— Start of Data shown —

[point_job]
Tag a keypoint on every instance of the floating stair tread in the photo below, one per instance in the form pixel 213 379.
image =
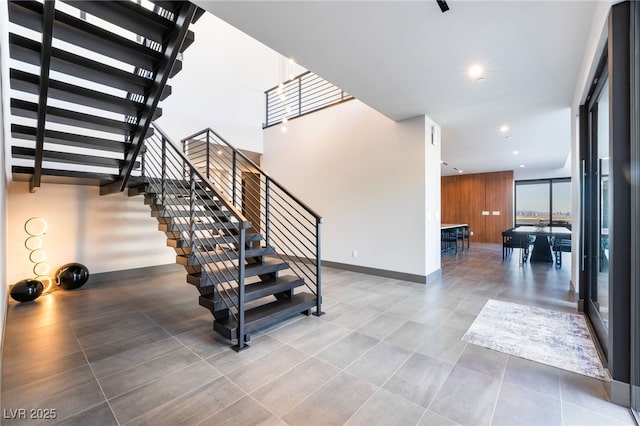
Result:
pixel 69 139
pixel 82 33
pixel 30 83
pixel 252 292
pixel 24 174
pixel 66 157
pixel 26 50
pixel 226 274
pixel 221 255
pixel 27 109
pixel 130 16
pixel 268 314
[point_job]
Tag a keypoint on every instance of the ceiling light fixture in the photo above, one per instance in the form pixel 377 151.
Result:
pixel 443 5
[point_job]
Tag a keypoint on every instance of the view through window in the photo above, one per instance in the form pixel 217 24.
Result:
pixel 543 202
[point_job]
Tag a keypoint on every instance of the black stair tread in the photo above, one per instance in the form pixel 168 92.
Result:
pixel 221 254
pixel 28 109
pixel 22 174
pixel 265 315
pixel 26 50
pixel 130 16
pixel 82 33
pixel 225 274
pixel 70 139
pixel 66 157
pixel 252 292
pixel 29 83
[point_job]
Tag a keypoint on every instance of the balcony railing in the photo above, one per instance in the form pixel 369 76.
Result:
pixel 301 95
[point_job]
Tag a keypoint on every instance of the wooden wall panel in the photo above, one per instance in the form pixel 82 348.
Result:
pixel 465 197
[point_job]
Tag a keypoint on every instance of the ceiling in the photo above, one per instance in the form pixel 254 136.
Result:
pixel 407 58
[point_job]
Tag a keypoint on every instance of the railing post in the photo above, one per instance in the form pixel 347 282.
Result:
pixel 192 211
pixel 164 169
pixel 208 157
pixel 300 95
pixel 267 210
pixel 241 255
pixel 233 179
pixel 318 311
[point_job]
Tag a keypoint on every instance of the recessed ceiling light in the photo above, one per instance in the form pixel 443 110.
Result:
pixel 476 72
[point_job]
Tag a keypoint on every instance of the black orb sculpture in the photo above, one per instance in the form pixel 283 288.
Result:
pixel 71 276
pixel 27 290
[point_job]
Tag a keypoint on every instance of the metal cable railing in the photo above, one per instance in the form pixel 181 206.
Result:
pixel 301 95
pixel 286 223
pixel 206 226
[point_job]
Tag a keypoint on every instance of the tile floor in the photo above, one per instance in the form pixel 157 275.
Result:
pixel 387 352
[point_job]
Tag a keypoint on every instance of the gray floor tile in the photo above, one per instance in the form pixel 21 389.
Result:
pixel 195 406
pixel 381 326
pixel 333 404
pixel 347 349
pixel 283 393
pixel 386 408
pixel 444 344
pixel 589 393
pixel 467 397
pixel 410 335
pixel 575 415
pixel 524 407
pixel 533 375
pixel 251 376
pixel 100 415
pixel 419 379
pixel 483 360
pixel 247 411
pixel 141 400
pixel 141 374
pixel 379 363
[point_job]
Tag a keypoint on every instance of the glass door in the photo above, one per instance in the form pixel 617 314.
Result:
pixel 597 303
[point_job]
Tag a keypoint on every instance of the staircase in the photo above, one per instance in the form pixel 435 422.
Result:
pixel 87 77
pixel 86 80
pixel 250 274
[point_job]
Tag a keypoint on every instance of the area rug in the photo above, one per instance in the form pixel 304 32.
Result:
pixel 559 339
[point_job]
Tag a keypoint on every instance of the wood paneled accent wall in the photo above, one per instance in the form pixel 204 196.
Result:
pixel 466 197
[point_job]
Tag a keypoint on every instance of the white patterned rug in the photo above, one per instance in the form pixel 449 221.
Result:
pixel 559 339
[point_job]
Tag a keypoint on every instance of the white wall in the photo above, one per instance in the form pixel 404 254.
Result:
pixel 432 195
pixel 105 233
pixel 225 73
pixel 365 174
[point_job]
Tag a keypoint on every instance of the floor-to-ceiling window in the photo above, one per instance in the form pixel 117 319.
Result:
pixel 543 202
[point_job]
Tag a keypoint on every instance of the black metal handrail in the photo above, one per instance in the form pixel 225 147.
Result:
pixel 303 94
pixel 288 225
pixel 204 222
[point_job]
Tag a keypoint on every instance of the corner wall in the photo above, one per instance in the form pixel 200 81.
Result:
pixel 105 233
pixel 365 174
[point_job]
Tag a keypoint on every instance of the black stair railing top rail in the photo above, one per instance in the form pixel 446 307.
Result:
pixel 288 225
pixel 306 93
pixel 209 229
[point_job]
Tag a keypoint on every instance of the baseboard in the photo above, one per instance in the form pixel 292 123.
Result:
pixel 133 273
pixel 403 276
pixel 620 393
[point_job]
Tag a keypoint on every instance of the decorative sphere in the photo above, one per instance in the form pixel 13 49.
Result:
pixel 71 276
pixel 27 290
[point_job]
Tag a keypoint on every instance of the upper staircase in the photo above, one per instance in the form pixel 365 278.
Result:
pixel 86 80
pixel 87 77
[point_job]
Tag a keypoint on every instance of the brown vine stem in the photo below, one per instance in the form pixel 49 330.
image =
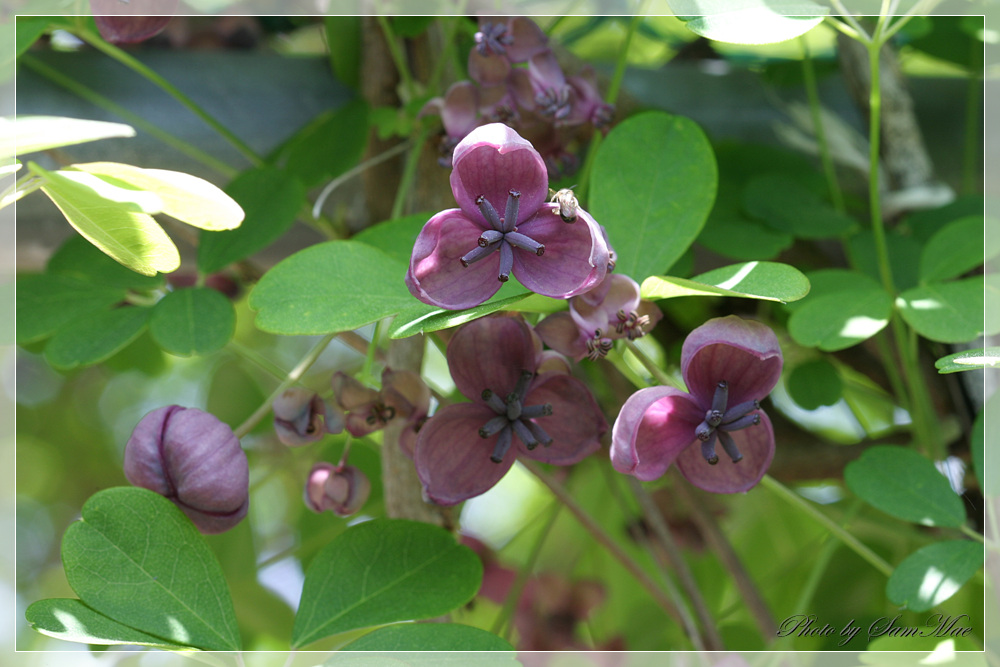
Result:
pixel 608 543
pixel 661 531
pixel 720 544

— End of Data shown —

What the task requires: Pictures excluded, quote all the data above exactly.

Result:
[point_job]
Tag a keypoint on every instance of the floating stair tread in the photo below, one per instance in the form pixel 213 379.
image =
Result:
pixel 69 139
pixel 82 33
pixel 30 83
pixel 252 292
pixel 24 174
pixel 66 157
pixel 26 50
pixel 226 274
pixel 221 255
pixel 27 109
pixel 130 16
pixel 268 314
[point_job]
Tag a keypoint on every instance of the ceiling light fixture in the photo above, one per instance in the form pixel 377 151.
Result:
pixel 443 5
[point_job]
Tag a keypoint on every instance of the view through window in the photo above, one per instance in the form pixel 217 24.
Result:
pixel 543 202
[point_job]
Tag a keypoint on every instance of the black stair tread in the photo above, one per instance in the form pixel 168 92.
Result:
pixel 221 254
pixel 28 109
pixel 22 174
pixel 265 315
pixel 26 50
pixel 130 16
pixel 82 33
pixel 225 274
pixel 70 139
pixel 66 157
pixel 252 292
pixel 29 83
[point_job]
Tag a keypoint on every instance of the balcony railing in the photo above, one per instance in the form pixel 369 76.
Result:
pixel 301 95
[point_job]
Tag a keypoint on every instance of the wooden wall panel in the photo above, one per instance in the form pixel 82 348.
Result:
pixel 465 197
[point_job]
Tag a keypoint on every instance of the ceiling in the photo above, one per instance in the form pixel 254 136.
Result:
pixel 407 58
[point_job]
Tag a keypoint on every instance of the railing post in the photo above, one per instance in the form pixel 347 282.
Result:
pixel 192 211
pixel 164 169
pixel 208 157
pixel 300 95
pixel 267 210
pixel 241 255
pixel 233 179
pixel 318 311
[point_job]
Tag a keypoint on every instance of the recessed ceiling light in the photo above, one per instance in the form pixel 443 110.
Result:
pixel 476 72
[point_job]
Tag a keypoint on every instance of the black orb sculpture in the photo above, one per instance in the form pixel 283 288.
Result:
pixel 71 276
pixel 27 290
[point_job]
Tag a keypoint on every instance of the metal cable railing in the photo above, one per instance in the form pixel 181 206.
Result:
pixel 301 95
pixel 286 223
pixel 206 226
[point_job]
Tag a keypoint on every instance of the tile floor in the photo above, one per instance in the form pixel 157 275.
Result:
pixel 387 352
[point_job]
Tag a keypoint on every instance of the gray floor tile in the photo above, one per instance in the form pixel 21 389.
Result:
pixel 195 406
pixel 381 326
pixel 333 404
pixel 347 349
pixel 283 393
pixel 386 408
pixel 444 344
pixel 589 393
pixel 467 397
pixel 410 335
pixel 575 415
pixel 524 407
pixel 533 375
pixel 251 376
pixel 100 415
pixel 419 379
pixel 483 360
pixel 247 411
pixel 141 400
pixel 141 374
pixel 379 363
[point_job]
Tag a keypoint on every instance of the glass door in the photo above, one per instance in the form pixel 617 314.
Result:
pixel 597 303
[point_job]
Tag a keypoint on every instance of the staircase in the photo above, one per instance in the form pixel 435 422.
Result:
pixel 87 77
pixel 86 80
pixel 250 274
[point_job]
Tag a keypoint on every instance of the area rug in the photo above, one per instance in the form pixel 304 32.
Result:
pixel 559 339
[point_job]
Tag a keypoint on every instance of the wood paneled accent wall in the photo above, one per instance in the form pixel 204 196.
Result:
pixel 466 197
[point_job]
Tag a keypoint on every instance of the white patterned rug in the photo above, one per instance in the form pixel 449 221.
Result:
pixel 559 339
[point_job]
Tag a keypoint on every instance of the white wall in the photo above, one per instance in the form pixel 404 254.
Result:
pixel 432 195
pixel 105 233
pixel 225 73
pixel 365 174
[point_job]
Tag a keypoint on every instance of the floor-to-ceiling window in the photo above, one per instance in the form pixel 117 319.
Result:
pixel 543 202
[point_job]
Tag a keypoint on every instance of the black metal handrail in the photo above, one per instance in the form pixel 225 147.
Result:
pixel 303 94
pixel 288 225
pixel 204 222
[point_job]
Tag a keypoint on every instance of the corner wall in the photo above, one per instance in the form pixel 200 81.
Result:
pixel 105 233
pixel 365 174
[point_job]
Tag a keypoint on every instance of the black stair railing top rail in the photo above, one per instance in the form pixel 446 307.
Result:
pixel 288 225
pixel 306 93
pixel 209 229
[point_job]
Tag a keypoint on every instance of the baseboard in the photo above, one per instance in the form pixel 292 123.
Result:
pixel 133 273
pixel 403 276
pixel 620 393
[point_job]
Tag a keypoint on every instance of the decorative sphere in the photo above, one per instance in the form pixel 13 49.
Result:
pixel 71 276
pixel 27 290
[point_job]
Tag a keypoint on every instance of the upper staircase in the photo above, one per instance in the form pixel 365 278.
Result:
pixel 86 80
pixel 87 77
[point_job]
Tag a keypoint on every instance of the brown vine stem in the photo below, one per instance in the form pixel 49 330.
image =
Result:
pixel 608 543
pixel 661 531
pixel 720 544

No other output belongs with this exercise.